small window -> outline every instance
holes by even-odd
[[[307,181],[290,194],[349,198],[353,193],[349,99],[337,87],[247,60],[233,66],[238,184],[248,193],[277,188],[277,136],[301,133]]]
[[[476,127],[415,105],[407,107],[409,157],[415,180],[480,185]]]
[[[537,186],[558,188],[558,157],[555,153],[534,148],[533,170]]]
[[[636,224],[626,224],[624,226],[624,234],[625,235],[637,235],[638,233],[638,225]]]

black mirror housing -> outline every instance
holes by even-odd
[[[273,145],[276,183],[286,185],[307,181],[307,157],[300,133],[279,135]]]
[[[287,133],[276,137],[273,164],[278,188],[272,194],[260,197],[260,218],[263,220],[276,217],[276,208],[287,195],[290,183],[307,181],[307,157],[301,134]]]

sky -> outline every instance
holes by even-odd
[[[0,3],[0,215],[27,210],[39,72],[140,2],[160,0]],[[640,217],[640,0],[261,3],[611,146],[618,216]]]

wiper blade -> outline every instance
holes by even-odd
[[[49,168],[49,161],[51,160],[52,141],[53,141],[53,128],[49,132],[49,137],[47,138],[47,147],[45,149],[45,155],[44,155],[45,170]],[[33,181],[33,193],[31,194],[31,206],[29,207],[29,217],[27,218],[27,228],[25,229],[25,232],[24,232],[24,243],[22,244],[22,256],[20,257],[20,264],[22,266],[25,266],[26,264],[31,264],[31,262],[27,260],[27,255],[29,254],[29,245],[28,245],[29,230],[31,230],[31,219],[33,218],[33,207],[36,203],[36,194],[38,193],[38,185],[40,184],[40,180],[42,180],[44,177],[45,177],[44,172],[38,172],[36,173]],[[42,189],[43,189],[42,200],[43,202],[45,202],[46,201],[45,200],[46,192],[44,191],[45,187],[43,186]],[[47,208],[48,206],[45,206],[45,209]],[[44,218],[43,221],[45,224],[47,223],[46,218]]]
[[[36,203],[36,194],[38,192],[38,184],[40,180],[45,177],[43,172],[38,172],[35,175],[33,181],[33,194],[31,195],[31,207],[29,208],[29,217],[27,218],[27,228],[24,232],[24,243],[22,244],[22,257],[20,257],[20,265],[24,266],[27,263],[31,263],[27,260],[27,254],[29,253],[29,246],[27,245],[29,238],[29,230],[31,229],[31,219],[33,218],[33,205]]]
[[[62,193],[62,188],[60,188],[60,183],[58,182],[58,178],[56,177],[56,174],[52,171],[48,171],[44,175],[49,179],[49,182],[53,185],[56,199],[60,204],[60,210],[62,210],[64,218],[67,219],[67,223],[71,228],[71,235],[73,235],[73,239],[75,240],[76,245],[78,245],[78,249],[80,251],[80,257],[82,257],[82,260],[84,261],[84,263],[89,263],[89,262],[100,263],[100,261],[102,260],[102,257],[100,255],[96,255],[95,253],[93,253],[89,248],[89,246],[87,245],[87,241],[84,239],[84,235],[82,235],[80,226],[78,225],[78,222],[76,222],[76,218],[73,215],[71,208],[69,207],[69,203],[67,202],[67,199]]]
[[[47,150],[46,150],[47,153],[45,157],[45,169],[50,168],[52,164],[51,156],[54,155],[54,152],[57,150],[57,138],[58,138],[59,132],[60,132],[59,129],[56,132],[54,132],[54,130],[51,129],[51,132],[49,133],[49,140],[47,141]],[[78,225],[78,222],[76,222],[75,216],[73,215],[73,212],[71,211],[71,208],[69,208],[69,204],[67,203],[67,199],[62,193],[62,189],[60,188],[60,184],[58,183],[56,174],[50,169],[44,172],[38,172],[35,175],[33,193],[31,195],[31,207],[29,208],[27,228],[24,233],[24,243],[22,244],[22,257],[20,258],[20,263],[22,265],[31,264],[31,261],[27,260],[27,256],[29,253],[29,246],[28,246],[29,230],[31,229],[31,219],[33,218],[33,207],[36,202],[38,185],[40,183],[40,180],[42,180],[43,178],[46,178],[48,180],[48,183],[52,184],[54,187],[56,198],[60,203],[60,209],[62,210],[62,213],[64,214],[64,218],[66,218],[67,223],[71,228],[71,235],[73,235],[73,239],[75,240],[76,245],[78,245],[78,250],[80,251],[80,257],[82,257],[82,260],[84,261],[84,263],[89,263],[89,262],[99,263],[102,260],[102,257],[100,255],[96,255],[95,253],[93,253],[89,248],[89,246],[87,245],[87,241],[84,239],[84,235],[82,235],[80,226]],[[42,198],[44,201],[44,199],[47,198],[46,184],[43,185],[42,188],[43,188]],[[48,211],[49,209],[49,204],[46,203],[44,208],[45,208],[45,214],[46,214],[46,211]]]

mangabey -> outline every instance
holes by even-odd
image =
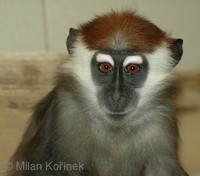
[[[182,43],[130,11],[70,29],[70,58],[36,106],[8,175],[186,176],[171,101]]]

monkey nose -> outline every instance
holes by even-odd
[[[120,94],[114,94],[108,98],[112,111],[123,111],[125,107],[125,98]]]
[[[114,103],[118,104],[118,102],[119,102],[120,99],[121,99],[121,95],[119,95],[118,93],[115,93],[115,94],[113,95],[112,99],[113,99],[113,102],[114,102]]]

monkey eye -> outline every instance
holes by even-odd
[[[99,64],[99,70],[102,72],[102,73],[110,73],[111,70],[112,70],[112,66],[110,63],[108,62],[103,62],[103,63],[100,63]]]
[[[125,72],[127,72],[127,73],[129,73],[131,75],[134,75],[134,74],[138,73],[140,70],[141,70],[140,65],[137,65],[137,64],[129,64],[124,69]]]

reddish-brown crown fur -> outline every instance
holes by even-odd
[[[150,53],[168,40],[157,26],[129,11],[99,16],[81,25],[79,31],[92,50],[117,48]]]

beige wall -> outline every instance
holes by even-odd
[[[200,68],[199,0],[0,0],[0,53],[66,52],[70,27],[109,9],[137,9],[184,39],[178,68]]]
[[[0,0],[0,52],[66,52],[70,27],[136,0]]]
[[[183,38],[184,55],[179,69],[200,68],[199,0],[139,0],[139,11],[173,37]]]

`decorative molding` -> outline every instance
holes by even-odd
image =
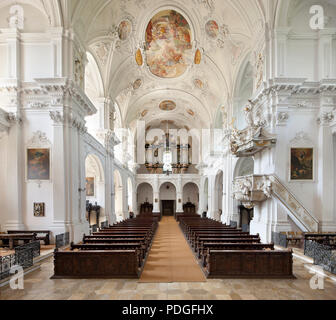
[[[317,123],[320,126],[329,126],[335,119],[333,112],[322,112],[317,118]]]
[[[232,128],[228,133],[231,153],[237,157],[253,156],[276,143],[276,137],[264,128],[267,121],[260,114],[254,114],[253,108],[254,104],[249,101],[249,105],[244,109],[247,128]]]
[[[291,147],[300,147],[300,146],[304,146],[304,147],[310,147],[310,146],[314,146],[313,141],[309,138],[308,134],[304,131],[300,131],[295,135],[295,138],[293,138],[290,141],[290,146]]]
[[[266,175],[238,177],[232,185],[233,198],[241,201],[246,208],[253,208],[257,203],[272,196],[272,183]]]
[[[33,133],[32,138],[27,142],[27,147],[50,147],[51,146],[50,140],[47,138],[46,133],[42,131],[36,131]]]
[[[277,125],[278,126],[285,126],[287,125],[289,119],[289,114],[288,112],[278,112],[276,120],[277,120]]]
[[[7,112],[0,109],[0,133],[1,133],[1,137],[3,137],[4,133],[8,132],[9,127],[10,127],[10,123],[8,122]]]
[[[27,104],[27,107],[30,108],[30,109],[46,109],[49,106],[50,105],[48,103],[38,102],[38,101],[29,102]]]
[[[101,41],[91,46],[100,63],[105,66],[110,55],[112,43]]]
[[[22,124],[23,120],[20,115],[10,112],[7,115],[7,121],[10,123],[10,125],[20,125]]]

= = = =

Action item>
Whenever a line of the listing above holds the word "monkey", copy that line.

Output of the exercise>
monkey nose -> outline every instance
monkey eye -> outline every instance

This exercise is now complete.